== WHAT TO PRODUCE ==
Rewrite every row below, replacing "keypoint" with "marker" and leaving everything else the same.

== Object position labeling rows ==
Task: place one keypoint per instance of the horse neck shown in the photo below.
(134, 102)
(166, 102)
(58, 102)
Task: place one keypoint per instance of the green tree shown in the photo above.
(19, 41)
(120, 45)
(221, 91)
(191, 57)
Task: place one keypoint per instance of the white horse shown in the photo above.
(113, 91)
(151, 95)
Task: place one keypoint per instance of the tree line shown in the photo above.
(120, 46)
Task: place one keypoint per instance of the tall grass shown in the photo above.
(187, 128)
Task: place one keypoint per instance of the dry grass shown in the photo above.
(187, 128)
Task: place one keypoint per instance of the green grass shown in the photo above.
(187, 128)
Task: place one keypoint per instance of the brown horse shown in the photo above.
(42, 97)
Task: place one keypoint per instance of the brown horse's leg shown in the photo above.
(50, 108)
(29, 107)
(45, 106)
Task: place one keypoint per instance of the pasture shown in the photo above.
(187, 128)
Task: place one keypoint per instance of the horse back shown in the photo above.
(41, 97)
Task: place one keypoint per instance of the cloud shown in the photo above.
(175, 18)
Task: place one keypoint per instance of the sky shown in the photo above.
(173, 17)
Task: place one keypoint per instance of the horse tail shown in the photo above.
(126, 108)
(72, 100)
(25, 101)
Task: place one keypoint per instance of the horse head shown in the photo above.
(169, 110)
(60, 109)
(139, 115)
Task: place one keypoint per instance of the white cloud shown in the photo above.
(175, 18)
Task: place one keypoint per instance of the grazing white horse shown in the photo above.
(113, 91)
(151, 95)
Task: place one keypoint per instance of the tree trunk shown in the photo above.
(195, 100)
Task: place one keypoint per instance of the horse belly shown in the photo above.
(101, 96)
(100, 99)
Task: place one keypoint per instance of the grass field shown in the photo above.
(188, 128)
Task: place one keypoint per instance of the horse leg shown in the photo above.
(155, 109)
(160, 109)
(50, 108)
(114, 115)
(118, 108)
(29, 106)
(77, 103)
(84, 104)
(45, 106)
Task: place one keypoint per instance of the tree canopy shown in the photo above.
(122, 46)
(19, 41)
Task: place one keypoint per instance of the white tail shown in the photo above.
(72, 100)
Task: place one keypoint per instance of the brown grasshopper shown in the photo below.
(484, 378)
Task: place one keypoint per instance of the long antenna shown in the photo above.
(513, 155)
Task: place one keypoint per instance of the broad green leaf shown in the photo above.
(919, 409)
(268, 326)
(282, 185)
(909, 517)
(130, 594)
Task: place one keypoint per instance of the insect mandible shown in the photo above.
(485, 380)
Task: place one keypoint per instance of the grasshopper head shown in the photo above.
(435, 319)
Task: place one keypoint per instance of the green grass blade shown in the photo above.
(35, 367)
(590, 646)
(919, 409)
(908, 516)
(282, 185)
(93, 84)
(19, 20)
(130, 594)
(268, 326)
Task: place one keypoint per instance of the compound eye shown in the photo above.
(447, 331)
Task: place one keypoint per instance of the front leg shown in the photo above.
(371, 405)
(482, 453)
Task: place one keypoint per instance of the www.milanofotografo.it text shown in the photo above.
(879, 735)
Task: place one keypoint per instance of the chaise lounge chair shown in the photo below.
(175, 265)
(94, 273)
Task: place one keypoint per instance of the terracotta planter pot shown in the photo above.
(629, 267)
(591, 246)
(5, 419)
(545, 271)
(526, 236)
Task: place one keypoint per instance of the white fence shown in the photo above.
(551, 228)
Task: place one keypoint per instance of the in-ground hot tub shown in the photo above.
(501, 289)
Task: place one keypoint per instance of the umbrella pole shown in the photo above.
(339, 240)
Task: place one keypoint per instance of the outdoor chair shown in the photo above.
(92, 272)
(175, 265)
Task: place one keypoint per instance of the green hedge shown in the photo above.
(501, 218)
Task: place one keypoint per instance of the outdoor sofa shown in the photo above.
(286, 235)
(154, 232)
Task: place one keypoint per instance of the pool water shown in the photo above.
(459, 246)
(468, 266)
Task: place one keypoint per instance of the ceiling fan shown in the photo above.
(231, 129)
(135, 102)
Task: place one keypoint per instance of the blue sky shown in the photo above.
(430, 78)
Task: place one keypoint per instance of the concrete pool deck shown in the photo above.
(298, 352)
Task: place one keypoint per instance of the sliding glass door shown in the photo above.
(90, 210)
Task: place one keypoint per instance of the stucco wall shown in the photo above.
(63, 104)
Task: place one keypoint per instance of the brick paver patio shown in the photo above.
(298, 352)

== THE REPLY ==
Task: place one marker per instance of the horse neck shown in the photo below.
(134, 102)
(166, 102)
(58, 102)
Task: place one marker per instance of the green tree shown in the photo above.
(19, 41)
(120, 45)
(221, 91)
(191, 57)
Task: place one marker per instance of the white horse shown in the photo above.
(113, 91)
(151, 95)
Task: place one marker per instance of the tree line shown in the photo above.
(120, 46)
Task: place one marker per instance of the tall grass shown in the photo above.
(187, 128)
Task: place one marker per instance of the dry grass shown in the photo above.
(187, 128)
Task: place one marker per instance of the green grass shown in the photo above.
(187, 128)
Task: place one marker per instance of the brown horse shown in the photo above.
(42, 97)
Task: place one marker per instance of the brown horse's leg shown in the photo above.
(50, 108)
(29, 107)
(45, 106)
Task: place one marker per instance of the pasture shown in the photo above.
(187, 128)
Task: place one marker per instance of the horse back shown in the photo above.
(41, 97)
Task: place one marker per instance of the cloud shown in the photo above.
(175, 18)
Task: place one marker per instance of the sky shown in the photo above.
(173, 17)
Task: place one marker per instance of the horse tail shown in the photo above.
(126, 108)
(72, 100)
(25, 101)
Task: place one marker per instance of the horse head shown in the photo above.
(169, 110)
(60, 109)
(139, 115)
Task: place one marker per instance of the white cloud shown in the photo above.
(175, 18)
Task: place one marker per instance of the grazing white horse shown in the photo above.
(113, 91)
(151, 95)
Task: place one marker per instance of the tree trunk shown in the photo above.
(195, 100)
Task: place one marker per instance of the horse belly shown in the photo above.
(101, 96)
(100, 99)
Task: place one marker per instance of the grass field shown in the photo above.
(188, 128)
Task: place one marker per instance of the horse leg shown in the photo above.
(155, 109)
(160, 109)
(50, 108)
(114, 115)
(118, 108)
(29, 106)
(77, 103)
(84, 104)
(45, 106)
Task: place one marker per instance of the tree canopy shown in the photo above.
(122, 46)
(19, 41)
Task: place one marker per instance of the white tail shown in the photo above.
(72, 100)
Task: place one marker per instance of the brown grasshopper shown in the photo below.
(484, 378)
Task: place one marker per instance of the long antenna shown in the photo above.
(513, 155)
Task: place one marker per instance of the broad green leaf shown in the photo above.
(919, 409)
(268, 326)
(282, 185)
(909, 517)
(130, 594)
Task: place one marker per instance of the insect mandible shown in the photo above.
(485, 380)
Task: place one marker per instance of the grasshopper head shown in the photo above.
(435, 319)
Task: place one marker per instance of the green grass blade shown in the photo above.
(35, 367)
(590, 646)
(919, 409)
(908, 516)
(282, 185)
(93, 84)
(19, 20)
(130, 594)
(268, 326)
Task: place one marker per instance of the compound eye shown in the photo above.
(447, 331)
Task: place one marker per instance of the front leg shown in the photo above.
(371, 405)
(482, 453)
Task: place one marker per instance of the www.milanofotografo.it text shown in the photo above.
(879, 735)
Task: place one marker per instance of the chaise lounge chair shown in the photo below.
(175, 265)
(94, 273)
Task: place one marker per instance of the terracotta planter pot shown in the photo above.
(629, 267)
(591, 246)
(5, 419)
(545, 271)
(526, 236)
Task: place one marker per instance of the white fence shown in the photo above.
(551, 228)
Task: place one marker per instance of the in-ground hot tub shown in the photo above.
(501, 289)
Task: place one marker per instance of the umbrella pole shown in the photo above.
(339, 240)
Task: place one marker per instance of the outdoor chair shown in the photo above.
(92, 272)
(175, 265)
Task: place one marker per instance of the green hedge shown in the photo above.
(501, 218)
Task: place one marker per instance of the outdoor sofa shown in the photo above.
(286, 235)
(154, 232)
Task: place one marker per instance of the pool water shown in the photo above.
(459, 246)
(468, 266)
Task: place one marker per instance of the ceiling fan shown in the photo above.
(231, 129)
(135, 102)
Task: place one marker per instance of the blue sky shown in the photo above.
(430, 78)
Task: place one marker per instance of the concrete pool deck shown in the photo above.
(298, 352)
Task: place one marker per instance of the sliding glass door shown in the photo above.
(90, 210)
Task: place one marker per instance of the stucco wall shown in the photo above.
(63, 104)
Task: place one marker per instance of the brick paver patio shown in the photo above.
(298, 352)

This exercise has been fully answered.